*** Data shown ***

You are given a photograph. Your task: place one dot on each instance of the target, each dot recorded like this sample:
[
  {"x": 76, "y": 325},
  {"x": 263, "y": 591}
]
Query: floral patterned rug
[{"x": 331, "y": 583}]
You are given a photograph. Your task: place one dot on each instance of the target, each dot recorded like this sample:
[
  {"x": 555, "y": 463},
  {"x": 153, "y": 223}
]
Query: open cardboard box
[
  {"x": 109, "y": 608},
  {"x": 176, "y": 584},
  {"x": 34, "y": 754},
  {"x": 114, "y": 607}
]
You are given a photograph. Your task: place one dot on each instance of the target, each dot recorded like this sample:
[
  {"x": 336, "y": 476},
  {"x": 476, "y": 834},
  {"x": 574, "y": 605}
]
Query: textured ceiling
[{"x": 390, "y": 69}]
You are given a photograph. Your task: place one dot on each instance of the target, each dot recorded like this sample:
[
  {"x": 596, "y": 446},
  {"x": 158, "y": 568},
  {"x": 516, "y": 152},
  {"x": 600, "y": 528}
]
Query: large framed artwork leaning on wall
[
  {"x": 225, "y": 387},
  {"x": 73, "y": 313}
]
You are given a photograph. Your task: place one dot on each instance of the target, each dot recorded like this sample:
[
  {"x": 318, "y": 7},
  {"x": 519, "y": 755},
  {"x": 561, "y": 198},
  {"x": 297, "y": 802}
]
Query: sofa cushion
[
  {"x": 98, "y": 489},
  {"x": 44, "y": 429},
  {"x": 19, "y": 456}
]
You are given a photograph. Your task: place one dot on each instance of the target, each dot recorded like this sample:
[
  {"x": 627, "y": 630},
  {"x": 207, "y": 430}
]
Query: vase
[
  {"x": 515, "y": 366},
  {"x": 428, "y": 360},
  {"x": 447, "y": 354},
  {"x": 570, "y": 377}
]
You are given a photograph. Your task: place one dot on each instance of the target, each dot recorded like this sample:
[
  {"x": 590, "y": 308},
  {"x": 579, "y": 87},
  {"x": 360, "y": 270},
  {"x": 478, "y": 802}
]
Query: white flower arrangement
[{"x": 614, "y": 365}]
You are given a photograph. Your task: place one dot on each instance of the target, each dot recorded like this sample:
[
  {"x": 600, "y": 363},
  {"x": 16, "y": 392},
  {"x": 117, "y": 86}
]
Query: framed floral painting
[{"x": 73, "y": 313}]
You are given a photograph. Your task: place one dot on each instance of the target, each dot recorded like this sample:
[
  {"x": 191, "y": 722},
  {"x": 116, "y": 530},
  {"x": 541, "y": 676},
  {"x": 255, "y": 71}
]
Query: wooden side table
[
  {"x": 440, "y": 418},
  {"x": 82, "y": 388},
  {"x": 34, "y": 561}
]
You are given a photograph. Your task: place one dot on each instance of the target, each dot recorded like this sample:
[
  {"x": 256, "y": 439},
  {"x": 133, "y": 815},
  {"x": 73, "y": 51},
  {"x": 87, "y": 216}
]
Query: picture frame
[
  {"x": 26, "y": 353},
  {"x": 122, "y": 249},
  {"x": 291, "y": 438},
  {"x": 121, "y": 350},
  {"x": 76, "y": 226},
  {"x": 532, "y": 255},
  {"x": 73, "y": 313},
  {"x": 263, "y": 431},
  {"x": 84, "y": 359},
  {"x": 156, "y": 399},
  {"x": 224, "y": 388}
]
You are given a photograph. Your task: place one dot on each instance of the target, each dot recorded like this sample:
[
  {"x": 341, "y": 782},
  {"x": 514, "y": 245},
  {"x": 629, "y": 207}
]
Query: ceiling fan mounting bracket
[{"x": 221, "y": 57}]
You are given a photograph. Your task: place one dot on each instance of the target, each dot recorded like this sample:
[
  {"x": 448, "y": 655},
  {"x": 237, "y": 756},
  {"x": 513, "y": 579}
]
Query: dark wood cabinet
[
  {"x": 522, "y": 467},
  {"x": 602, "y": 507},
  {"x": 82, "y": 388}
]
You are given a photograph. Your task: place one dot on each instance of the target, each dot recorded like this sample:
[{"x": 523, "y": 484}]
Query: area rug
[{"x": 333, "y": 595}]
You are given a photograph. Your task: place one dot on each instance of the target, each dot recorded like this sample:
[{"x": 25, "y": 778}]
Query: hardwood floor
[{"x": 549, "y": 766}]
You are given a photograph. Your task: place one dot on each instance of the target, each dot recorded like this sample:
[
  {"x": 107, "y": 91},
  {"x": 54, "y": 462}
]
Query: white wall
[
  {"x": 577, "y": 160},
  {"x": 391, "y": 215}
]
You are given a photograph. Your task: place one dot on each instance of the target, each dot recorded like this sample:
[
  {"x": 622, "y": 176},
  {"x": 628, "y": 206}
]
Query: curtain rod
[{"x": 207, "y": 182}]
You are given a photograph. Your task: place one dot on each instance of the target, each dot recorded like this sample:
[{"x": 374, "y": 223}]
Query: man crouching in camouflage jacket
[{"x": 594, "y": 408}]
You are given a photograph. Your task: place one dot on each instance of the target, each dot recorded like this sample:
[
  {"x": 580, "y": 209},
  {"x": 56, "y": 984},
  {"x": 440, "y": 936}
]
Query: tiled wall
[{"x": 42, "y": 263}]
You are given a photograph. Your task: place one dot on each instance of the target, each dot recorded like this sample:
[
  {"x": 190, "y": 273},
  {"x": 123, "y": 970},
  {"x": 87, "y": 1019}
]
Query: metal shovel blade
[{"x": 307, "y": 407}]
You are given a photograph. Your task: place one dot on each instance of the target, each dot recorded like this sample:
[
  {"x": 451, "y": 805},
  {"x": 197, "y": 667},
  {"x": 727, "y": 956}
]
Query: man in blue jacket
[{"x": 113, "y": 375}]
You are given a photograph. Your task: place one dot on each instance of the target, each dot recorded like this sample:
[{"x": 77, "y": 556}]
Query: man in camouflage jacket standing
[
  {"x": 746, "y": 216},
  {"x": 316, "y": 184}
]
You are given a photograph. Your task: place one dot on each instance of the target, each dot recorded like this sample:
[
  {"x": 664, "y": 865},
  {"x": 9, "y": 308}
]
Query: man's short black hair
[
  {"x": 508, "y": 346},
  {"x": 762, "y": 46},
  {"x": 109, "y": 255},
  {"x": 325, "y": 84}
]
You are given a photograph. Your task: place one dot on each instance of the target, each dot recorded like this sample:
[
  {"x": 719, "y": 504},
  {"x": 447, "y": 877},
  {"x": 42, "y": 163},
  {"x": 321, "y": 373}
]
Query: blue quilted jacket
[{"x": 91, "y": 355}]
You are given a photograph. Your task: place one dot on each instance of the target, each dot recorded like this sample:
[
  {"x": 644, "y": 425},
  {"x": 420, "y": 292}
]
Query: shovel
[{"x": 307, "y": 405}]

***

▸ **Exercise instructions**: Pull out every line of the entries above that contains the string "shovel". The match is case-sensitive.

▸ **Answer in full**:
Query: metal shovel blade
Query: shovel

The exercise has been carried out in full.